» Written task:
Select every line of the rows below that contains the word "small", and copy each one. Case counts.

◇ ◇ ◇

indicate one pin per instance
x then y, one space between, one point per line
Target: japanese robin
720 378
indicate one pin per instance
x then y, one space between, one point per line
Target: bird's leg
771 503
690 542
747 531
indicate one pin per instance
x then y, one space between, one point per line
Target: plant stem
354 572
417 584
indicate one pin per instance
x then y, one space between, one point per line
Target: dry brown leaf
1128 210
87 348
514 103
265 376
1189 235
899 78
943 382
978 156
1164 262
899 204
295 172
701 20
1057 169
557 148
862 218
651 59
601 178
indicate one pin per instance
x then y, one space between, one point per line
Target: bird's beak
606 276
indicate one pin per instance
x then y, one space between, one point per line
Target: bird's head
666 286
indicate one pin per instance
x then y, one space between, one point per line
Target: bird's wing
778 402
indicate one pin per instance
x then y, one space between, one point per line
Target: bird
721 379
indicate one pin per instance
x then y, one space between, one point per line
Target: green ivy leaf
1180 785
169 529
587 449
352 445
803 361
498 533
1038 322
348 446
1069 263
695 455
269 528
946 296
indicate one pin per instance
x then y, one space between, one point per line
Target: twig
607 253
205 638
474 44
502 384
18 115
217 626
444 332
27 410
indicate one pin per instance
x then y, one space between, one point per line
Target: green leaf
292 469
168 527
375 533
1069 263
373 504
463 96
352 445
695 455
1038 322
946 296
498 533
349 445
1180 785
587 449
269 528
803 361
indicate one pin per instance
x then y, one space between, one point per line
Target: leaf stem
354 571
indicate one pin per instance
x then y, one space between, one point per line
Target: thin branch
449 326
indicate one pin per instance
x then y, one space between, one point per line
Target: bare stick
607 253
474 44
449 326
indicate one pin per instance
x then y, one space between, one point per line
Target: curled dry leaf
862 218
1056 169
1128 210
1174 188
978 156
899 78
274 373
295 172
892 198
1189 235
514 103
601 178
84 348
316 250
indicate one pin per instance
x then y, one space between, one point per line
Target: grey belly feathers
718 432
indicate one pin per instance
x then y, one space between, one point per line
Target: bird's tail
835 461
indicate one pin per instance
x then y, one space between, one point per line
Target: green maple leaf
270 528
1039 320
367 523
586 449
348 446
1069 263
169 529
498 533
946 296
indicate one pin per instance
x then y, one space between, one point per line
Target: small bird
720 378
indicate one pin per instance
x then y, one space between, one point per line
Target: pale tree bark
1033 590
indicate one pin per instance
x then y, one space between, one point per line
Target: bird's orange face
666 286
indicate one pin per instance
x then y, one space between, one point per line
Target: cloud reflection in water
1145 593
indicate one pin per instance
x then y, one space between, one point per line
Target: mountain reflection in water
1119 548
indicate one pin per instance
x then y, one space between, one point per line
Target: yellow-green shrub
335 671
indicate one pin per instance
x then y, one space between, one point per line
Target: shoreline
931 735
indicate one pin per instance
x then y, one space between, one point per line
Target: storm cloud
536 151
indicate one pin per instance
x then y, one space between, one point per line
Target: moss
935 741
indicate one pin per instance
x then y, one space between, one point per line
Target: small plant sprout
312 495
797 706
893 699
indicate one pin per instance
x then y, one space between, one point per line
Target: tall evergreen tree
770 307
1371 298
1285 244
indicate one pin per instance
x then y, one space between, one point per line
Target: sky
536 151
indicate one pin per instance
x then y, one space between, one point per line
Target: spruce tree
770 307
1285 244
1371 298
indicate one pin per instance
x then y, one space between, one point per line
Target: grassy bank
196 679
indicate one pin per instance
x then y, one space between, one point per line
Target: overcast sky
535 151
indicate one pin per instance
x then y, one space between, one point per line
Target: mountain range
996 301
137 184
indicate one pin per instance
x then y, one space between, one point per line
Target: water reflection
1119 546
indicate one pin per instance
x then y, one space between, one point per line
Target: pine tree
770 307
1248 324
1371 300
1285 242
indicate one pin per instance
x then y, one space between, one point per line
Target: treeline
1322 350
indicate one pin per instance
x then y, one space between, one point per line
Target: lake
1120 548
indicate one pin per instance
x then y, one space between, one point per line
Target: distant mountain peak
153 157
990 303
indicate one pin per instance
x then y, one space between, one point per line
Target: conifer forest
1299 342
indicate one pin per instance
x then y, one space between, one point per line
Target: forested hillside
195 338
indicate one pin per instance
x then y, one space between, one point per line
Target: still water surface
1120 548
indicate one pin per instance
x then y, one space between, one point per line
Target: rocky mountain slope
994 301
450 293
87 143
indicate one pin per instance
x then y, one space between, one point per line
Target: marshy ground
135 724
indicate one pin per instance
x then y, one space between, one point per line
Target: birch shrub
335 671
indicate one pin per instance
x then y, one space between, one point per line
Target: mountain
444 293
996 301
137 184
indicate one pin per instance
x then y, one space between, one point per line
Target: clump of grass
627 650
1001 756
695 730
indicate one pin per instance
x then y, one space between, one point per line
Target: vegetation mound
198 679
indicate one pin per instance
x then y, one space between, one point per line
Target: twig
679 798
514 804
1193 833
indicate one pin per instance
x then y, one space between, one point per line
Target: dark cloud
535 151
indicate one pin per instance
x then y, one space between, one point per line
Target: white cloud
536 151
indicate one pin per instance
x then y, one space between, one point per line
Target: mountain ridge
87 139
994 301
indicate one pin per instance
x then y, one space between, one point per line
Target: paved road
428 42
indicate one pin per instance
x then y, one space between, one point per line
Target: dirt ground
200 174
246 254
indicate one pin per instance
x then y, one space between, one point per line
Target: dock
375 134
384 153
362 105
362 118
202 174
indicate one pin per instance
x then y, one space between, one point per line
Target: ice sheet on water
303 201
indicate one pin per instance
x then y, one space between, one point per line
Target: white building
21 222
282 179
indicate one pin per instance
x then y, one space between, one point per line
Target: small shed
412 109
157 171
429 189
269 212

◇ ◇ ◇

» Solution to the problem:
Target: small bird
Target: small plant sprout
Target: small shed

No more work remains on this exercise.